What to do:
**a)** Answer these questions using the passage below about Dai's film projects:
(i) In which two cities is Night Peacock set?
(ii) What was Dai's previous feature film, and in what year did it come out?
(iii) Which writer's novel Brothers is Dai adapting into a feature film?
**b)** Reproduce word for word the part of the passage below about Dai's film projects, starting with "Dai's new project" and going on through "to be French.".

Dai's new project is a romance movie that straddles two cultures and two cities. Night Peacock, set in Chengdu and Paris, is about a French woman who falls in love with two Chinese men. "As someone comfortable with two cultures, I hope to convey with this film the interaction of human emotions from both worlds, and especially the beauty of these two cities," he said during an April press conference in the Chinese city.

The movie, which will be Dai's first feature since The Chinese Botanist's Daughters in 2006, is set to go into production later this year. In the leading roles are Yu Shaoqun, French actress Maiwenn Le Besco and Liu Ye, a veteran from Balzac and the Little Chinese Seamstress and whose wife happens to be French.

An even more ambitious project is on the horizon. Dai is adapting Yu Hua's Brothers into a feature film, which he will also direct. "Yu is a good friend of mine and he trusts me completely. But we have many difficulties to overcome before the project can go through."

I suggested to him that maybe it would be more feasible to do Brothers as a stage play first. "Yu Hua's To Live has been playing to sold-out runs," I said. "You can preserve more of the essence with a play than with a movie adaptation."

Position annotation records
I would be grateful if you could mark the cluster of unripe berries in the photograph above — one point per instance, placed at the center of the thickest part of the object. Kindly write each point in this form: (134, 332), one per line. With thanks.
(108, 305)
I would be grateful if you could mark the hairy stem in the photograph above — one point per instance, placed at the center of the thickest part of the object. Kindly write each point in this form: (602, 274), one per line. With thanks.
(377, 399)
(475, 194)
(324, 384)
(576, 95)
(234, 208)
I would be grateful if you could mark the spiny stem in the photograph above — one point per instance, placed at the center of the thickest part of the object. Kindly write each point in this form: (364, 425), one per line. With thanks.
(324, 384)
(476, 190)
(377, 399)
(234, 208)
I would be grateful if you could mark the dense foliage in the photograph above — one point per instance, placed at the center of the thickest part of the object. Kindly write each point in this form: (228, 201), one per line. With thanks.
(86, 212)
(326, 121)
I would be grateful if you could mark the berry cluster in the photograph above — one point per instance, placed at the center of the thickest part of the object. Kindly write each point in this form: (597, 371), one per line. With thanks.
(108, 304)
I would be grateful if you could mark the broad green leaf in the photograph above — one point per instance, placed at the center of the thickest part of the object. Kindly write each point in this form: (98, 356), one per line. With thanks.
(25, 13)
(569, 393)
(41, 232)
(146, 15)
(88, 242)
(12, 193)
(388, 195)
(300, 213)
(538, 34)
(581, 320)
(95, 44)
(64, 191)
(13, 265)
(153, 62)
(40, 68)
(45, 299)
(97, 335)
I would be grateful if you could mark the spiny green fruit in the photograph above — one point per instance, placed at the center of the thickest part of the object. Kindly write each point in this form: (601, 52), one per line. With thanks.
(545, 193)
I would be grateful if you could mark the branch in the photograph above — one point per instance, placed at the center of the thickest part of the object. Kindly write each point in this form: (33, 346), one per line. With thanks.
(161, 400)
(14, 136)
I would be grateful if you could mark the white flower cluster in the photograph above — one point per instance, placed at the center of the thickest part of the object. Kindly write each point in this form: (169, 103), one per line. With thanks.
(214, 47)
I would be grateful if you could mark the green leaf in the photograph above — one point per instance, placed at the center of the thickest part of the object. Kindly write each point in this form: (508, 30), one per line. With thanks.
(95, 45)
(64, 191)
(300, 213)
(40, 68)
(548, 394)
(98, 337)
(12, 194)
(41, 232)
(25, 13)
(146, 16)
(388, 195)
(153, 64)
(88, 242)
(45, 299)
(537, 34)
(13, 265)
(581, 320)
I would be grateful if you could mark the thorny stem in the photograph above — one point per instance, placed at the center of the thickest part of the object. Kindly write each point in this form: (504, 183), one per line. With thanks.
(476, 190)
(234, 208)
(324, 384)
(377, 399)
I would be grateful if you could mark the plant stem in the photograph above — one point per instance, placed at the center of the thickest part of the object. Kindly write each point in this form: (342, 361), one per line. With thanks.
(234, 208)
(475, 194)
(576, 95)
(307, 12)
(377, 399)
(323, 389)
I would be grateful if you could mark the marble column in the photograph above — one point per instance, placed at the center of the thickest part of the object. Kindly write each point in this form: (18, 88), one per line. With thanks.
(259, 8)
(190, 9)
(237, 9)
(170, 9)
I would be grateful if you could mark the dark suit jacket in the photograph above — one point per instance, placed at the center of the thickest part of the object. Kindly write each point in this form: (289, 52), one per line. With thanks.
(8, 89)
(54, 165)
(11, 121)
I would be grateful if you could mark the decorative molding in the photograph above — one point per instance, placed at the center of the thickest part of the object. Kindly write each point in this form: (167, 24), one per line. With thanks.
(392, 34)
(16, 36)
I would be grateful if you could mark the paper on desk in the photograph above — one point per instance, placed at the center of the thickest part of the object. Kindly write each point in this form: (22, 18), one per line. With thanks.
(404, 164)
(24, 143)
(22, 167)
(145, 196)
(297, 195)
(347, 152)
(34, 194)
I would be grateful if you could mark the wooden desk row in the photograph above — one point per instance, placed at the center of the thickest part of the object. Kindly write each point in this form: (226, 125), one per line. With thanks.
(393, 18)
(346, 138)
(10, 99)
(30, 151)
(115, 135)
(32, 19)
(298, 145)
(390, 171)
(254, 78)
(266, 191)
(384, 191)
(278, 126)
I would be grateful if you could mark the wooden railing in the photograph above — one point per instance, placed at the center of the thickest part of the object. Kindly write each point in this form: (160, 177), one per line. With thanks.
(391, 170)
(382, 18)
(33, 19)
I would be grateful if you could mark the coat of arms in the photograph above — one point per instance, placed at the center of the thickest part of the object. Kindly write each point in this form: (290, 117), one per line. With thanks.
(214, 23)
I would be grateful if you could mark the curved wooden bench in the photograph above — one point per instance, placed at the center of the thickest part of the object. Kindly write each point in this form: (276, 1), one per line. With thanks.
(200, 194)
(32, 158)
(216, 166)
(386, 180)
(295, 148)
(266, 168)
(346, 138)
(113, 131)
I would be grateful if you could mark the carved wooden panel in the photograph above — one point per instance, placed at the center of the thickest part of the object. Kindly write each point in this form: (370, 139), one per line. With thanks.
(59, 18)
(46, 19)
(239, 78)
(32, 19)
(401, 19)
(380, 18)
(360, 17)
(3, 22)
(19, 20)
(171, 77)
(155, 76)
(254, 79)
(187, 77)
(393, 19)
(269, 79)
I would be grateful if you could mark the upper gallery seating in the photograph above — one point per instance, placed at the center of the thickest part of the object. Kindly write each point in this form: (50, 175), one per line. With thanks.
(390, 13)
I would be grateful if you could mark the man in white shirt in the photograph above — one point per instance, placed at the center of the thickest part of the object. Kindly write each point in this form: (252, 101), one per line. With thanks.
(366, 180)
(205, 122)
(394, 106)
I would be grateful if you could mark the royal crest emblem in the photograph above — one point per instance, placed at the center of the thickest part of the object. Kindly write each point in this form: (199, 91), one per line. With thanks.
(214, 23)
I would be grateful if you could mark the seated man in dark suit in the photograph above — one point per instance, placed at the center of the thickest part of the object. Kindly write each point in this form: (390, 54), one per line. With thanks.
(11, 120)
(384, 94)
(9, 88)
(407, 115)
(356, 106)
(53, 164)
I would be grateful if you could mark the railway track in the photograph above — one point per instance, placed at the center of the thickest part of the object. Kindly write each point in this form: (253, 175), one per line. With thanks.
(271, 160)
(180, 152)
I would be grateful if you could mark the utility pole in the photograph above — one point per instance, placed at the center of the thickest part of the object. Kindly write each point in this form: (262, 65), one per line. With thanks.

Results by task:
**a)**
(i) Chengdu and Paris
(ii) The Chinese Botanist's Daughters, in 2006
(iii) Yu Hua

**b)**
Dai's new project is a romance movie that straddles two cultures and two cities. Night Peacock, set in Chengdu and Paris, is about a French woman who falls in love with two Chinese men. "As someone comfortable with two cultures, I hope to convey with this film the interaction of human emotions from both worlds, and especially the beauty of these two cities," he said during an April press conference in the Chinese city.

The movie, which will be Dai's first feature since The Chinese Botanist's Daughters in 2006, is set to go into production later this year. In the leading roles are Yu Shaoqun, French actress Maiwenn Le Besco and Liu Ye, a veteran from Balzac and the Little Chinese Seamstress and whose wife happens to be French.